* INSTRUÇÃO *
Pode reproduzir o trecho sobre a Companhia Paulista de "Em 1868, foi" até "Jundiaí a Campinas.", inclusive, trocando "Guerra do Paraguai" por "Guerra da Tríplice Aliança"?

* TRECHO FORNECIDO *
Em 1868, foi fundada a Companhia Paulista de Estradas de Ferro, com o propósito de atender a região de Campinas e seus arredores, onde, pelas perdas financeiras geradas pela Guerra do Paraguai, os trilhos da São Paulo Railway – primeira ferrovia do estado – não poderiam ser prolongados. O primeiro trecho da Cia Paulista, isto é, sua linha tronco, foi inaugurado em 1872 e inicialmente ligava Jundiaí a Campinas.

A partir disso, sua malha passou a se estender cada vez mais pelo interior paulista. Nesse momento, Piracicaba já apresentava grande produção agrícola, sendo um dos destaques econômicos da região, e contava com estação inaugurada pela Companhia Ytuana de Estradas de Ferro, que, ao ser incorporada pela Estrada de Ferro Sorocabana, em 1892, passou a se chamar Companhia União Sorocabana e Ytuana (Cusy). 

O que se relata, no entanto, é que a bitola estreita da linha da Cusy, de 1.000 milímetros, não permitia grande capacidade de carga, nem altas velocidades. Além disso, o trecho possuía curvas, aclives e declives, o que dificultava ainda mais o transporte. Dessa forma, a posição geral era a de que havia a necessidade de se buscar uma melhor alternativa.

* REGISTROS FORNECIDOS *
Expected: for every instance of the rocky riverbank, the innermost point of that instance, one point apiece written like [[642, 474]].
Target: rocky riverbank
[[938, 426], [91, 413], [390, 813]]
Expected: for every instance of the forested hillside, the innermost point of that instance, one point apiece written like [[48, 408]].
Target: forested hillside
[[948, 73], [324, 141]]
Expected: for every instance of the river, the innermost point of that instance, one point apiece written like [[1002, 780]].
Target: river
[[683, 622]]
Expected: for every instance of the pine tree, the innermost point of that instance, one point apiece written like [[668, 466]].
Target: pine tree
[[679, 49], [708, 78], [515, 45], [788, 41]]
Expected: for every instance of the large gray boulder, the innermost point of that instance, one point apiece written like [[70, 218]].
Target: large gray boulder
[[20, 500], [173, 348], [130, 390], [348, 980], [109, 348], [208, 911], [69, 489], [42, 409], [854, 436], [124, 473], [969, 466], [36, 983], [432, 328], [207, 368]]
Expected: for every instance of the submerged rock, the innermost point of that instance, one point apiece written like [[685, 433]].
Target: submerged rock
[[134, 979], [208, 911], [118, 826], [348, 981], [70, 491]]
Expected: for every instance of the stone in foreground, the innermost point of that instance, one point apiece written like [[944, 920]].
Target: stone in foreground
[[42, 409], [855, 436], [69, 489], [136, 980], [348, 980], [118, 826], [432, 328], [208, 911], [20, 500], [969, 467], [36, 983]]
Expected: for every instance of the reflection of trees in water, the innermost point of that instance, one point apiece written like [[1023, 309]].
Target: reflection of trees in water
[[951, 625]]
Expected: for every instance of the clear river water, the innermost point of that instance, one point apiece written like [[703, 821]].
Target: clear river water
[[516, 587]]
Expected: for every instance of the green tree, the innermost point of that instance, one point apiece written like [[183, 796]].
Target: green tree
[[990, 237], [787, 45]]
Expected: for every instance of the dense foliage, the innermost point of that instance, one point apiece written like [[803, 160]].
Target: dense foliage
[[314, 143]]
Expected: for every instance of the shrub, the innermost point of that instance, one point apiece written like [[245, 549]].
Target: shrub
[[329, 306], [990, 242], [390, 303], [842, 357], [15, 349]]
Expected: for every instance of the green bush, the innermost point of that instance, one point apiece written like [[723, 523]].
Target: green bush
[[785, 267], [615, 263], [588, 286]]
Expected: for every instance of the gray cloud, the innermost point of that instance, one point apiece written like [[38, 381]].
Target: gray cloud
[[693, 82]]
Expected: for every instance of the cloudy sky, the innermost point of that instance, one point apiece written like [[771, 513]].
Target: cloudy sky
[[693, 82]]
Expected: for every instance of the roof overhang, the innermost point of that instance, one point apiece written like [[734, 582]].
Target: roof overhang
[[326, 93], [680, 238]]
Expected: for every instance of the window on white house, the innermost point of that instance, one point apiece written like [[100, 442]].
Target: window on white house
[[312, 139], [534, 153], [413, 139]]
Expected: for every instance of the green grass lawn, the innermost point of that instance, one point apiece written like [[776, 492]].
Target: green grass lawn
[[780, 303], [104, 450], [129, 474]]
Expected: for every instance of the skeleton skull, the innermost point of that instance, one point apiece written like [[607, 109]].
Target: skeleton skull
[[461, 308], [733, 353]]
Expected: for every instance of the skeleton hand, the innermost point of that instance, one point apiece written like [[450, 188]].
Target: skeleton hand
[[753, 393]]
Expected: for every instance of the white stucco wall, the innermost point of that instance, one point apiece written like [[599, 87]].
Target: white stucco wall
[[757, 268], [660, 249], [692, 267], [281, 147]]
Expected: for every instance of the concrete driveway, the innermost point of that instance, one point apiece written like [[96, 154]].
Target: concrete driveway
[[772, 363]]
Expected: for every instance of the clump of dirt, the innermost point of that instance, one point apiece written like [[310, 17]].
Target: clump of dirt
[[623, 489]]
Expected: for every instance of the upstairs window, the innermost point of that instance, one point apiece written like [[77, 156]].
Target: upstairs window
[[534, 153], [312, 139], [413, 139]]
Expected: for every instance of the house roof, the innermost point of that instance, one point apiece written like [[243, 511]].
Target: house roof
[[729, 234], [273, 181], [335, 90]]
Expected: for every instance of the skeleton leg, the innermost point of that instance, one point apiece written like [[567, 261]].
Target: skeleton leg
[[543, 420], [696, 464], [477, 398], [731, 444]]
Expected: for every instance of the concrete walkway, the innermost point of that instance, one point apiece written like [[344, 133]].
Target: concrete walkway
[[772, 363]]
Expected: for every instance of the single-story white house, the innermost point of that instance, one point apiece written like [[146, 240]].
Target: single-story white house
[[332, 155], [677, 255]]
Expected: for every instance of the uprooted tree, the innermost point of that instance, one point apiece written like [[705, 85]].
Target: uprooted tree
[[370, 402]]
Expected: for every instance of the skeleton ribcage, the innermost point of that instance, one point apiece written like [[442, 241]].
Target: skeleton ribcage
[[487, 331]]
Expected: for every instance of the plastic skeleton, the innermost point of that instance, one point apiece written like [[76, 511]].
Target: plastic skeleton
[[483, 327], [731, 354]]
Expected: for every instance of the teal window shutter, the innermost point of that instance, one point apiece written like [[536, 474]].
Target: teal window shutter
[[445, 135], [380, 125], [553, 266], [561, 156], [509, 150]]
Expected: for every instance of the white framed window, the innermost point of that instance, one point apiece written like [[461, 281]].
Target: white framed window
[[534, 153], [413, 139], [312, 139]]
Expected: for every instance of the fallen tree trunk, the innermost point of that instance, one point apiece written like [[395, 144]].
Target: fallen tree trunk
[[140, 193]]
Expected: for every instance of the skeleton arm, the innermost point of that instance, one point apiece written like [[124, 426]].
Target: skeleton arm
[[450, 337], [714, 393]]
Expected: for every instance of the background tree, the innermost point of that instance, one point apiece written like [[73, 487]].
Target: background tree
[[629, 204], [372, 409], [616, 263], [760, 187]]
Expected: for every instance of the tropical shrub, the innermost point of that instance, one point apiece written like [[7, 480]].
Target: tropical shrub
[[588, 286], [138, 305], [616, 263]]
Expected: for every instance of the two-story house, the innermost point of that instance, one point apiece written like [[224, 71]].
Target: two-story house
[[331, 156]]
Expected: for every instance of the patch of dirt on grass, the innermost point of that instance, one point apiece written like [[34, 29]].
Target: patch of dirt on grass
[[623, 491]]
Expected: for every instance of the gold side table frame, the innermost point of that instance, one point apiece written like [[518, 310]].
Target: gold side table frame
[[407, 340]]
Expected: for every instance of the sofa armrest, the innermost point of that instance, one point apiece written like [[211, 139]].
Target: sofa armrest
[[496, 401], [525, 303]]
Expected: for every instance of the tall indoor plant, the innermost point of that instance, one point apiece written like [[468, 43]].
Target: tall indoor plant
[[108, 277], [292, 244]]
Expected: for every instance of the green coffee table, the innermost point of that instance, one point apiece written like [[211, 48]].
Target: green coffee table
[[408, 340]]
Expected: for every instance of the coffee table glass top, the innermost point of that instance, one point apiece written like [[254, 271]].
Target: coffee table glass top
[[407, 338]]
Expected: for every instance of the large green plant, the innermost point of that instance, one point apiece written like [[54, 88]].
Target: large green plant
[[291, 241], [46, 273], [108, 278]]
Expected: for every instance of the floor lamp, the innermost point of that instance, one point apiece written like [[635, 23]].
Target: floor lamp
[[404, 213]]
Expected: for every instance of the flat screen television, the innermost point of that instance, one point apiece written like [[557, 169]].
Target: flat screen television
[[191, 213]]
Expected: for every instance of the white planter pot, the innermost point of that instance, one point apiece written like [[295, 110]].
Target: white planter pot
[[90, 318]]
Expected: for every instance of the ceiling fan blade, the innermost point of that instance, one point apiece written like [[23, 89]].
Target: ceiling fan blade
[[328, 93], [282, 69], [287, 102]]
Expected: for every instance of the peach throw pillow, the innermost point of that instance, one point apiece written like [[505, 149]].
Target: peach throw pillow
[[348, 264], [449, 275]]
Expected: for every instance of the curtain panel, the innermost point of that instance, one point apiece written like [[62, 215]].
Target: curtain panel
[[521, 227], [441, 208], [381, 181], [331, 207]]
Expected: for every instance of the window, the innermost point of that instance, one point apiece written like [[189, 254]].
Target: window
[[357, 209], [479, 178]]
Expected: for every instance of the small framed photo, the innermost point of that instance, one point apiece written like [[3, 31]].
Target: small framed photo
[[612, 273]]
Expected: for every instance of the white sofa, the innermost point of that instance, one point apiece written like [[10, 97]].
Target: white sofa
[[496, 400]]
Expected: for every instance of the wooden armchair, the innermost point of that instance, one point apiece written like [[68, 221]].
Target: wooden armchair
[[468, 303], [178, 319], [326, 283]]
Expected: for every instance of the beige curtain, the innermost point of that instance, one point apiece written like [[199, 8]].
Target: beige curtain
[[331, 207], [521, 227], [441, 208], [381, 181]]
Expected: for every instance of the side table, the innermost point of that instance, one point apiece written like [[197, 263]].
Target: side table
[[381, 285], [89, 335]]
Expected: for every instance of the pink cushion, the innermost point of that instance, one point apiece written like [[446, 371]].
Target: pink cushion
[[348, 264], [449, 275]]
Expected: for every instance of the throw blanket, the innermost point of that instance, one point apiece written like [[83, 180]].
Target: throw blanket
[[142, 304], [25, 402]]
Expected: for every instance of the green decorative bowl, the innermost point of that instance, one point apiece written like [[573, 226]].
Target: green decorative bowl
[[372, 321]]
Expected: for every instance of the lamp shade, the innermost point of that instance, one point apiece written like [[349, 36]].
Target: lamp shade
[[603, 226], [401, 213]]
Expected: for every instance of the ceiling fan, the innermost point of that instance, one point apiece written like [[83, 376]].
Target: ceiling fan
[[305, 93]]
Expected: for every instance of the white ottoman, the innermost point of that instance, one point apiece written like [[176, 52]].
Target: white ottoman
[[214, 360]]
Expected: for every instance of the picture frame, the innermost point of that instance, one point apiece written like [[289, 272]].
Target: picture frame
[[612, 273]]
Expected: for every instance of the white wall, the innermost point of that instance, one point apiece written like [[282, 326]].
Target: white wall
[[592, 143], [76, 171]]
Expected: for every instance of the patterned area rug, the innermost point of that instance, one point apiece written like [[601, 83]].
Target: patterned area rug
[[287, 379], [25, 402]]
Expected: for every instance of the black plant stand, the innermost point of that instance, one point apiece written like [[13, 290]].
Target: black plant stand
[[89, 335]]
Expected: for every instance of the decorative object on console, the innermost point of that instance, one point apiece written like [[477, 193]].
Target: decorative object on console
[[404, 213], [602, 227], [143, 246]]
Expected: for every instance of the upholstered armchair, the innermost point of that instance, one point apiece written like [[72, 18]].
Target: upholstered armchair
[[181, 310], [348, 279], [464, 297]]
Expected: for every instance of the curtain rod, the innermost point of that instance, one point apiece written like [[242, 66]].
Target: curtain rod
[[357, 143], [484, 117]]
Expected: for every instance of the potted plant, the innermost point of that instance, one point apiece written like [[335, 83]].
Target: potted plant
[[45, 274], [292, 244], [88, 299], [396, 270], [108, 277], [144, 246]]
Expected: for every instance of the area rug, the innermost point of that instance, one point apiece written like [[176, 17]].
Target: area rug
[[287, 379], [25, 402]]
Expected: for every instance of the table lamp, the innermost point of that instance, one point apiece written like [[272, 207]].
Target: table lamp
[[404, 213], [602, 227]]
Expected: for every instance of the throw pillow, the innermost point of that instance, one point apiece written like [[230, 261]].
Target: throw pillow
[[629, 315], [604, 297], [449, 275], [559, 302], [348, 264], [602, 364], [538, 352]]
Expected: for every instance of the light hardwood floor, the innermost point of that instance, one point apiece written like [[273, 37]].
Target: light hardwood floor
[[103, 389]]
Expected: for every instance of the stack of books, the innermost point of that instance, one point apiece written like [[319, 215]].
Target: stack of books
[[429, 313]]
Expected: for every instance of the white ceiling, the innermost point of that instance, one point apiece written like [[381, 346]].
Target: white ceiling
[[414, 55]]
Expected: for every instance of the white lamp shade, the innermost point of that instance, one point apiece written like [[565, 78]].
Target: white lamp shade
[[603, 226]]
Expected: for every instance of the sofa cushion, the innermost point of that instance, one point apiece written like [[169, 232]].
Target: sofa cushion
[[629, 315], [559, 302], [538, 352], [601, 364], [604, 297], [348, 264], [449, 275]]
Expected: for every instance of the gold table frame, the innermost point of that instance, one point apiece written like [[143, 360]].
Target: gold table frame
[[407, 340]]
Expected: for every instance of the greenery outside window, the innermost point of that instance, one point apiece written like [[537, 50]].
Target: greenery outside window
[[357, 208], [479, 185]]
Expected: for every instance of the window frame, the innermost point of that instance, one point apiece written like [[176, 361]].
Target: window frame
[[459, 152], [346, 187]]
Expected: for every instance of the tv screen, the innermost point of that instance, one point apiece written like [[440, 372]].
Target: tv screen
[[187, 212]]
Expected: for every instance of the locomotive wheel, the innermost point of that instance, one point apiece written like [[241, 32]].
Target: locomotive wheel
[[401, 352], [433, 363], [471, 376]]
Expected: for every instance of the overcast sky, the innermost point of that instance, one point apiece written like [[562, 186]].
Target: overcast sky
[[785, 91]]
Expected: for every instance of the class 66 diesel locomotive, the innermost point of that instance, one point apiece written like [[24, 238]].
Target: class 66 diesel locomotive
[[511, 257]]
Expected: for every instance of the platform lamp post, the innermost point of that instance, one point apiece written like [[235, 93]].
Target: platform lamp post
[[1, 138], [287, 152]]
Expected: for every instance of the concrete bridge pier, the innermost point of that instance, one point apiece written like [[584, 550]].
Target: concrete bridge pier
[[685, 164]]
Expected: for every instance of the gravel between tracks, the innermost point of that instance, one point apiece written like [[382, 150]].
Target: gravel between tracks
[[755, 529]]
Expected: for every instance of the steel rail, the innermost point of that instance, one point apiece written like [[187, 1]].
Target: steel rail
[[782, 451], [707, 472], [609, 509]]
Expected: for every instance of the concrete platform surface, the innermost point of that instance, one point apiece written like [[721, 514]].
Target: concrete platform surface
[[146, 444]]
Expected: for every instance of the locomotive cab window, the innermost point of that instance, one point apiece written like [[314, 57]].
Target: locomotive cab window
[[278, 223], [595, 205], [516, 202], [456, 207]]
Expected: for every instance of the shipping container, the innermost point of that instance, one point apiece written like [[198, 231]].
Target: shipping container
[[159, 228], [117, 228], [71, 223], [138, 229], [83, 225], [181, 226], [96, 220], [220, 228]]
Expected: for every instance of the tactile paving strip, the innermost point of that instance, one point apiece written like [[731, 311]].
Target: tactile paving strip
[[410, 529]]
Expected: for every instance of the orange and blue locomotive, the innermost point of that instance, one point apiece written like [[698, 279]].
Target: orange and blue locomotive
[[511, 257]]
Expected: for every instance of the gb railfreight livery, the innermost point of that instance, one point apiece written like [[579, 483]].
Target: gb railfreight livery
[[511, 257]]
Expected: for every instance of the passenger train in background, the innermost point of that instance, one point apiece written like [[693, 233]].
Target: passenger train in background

* RESULTADO *
Em 1868, foi fundada a Companhia Paulista de Estradas de Ferro, com o propósito de atender a região de Campinas e seus arredores, onde, pelas perdas financeiras geradas pela Guerra da Tríplice Aliança, os trilhos da São Paulo Railway – primeira ferrovia do estado – não poderiam ser prolongados. O primeiro trecho da Cia Paulista, isto é, sua linha tronco, foi inaugurado em 1872 e inicialmente ligava Jundiaí a Campinas.